DATASET EXTRACT =>
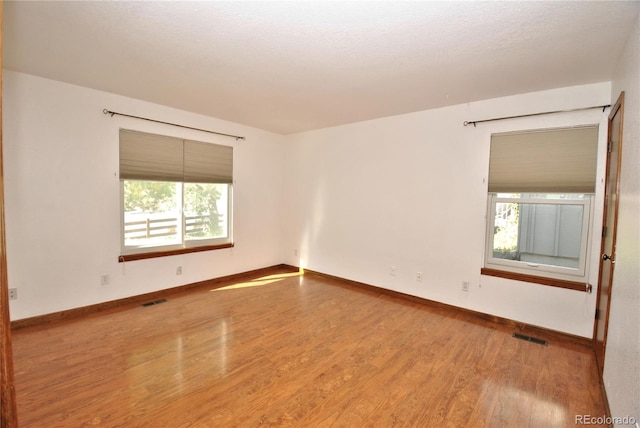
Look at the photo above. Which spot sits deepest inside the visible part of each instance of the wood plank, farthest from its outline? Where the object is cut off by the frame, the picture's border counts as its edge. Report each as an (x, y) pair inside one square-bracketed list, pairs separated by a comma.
[(296, 350)]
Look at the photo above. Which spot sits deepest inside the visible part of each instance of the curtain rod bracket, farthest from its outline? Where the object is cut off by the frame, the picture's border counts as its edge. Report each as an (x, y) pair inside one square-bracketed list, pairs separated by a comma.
[(112, 113)]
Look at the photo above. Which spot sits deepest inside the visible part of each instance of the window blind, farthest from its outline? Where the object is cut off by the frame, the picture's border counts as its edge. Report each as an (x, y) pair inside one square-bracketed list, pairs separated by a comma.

REQUIRED TASK =>
All preceding records should be duplicated verbatim, images excepted.

ANSWER FOR THE TASK =>
Look at the photo above. Which spot sits deepest inside the visible part of each instance of the wood plank, farthest from its outline? Where the object is cut off by the frame, the picture's border counts as its edge. Report each as an (x, y) pair inside one square-bracketed list, pairs separated by a comma.
[(296, 350)]
Look at the photo above. Which spot sits deepest inside the visible part of each instance of the curtain rod bracket, farthest from its outline? Where the object is cut off by the frame, the picture's border counts as its edge. Report each as an (x, y) pair inside one square-bracketed list, pairs separated by a comma.
[(112, 113)]
Look at the photo above. Which spot sits deepest inside the visible part of each instance of the window blind, farthest from its outline? Where the object is cut off by the frame, the picture's border counts as its edge. Report each as an (x, y) pair inside one square-bracketed list, pairs separated by a comma.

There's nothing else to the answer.